WHAT TO WORK ON: Rewrite the lines of every item below, replacing "freckled face" with "bearded face" wherever it occurs and leaving everything else unchanged. Omit the pictures from your answer.

TASK DATA:

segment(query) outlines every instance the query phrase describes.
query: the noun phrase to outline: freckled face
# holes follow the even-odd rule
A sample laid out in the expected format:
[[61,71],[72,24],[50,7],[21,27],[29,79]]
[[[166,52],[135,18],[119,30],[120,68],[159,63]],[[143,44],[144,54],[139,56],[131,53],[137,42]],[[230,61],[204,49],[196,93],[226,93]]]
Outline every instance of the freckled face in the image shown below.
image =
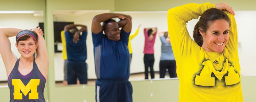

IN RESPONSE:
segment(query) outlines every instance the query phrase describes.
query: the noun phrase to outline: bearded face
# holes follow the even-odd rule
A sample laid out in the expected format:
[[61,71],[72,24],[50,7],[21,27],[29,79]]
[[[166,52],[135,18],[119,30],[120,68],[159,63]],[[143,44],[144,54],[139,56],[131,53],[137,42]],[[230,61],[204,49],[196,93],[226,93]]]
Outline every instance of the bearded face in the image shown below.
image =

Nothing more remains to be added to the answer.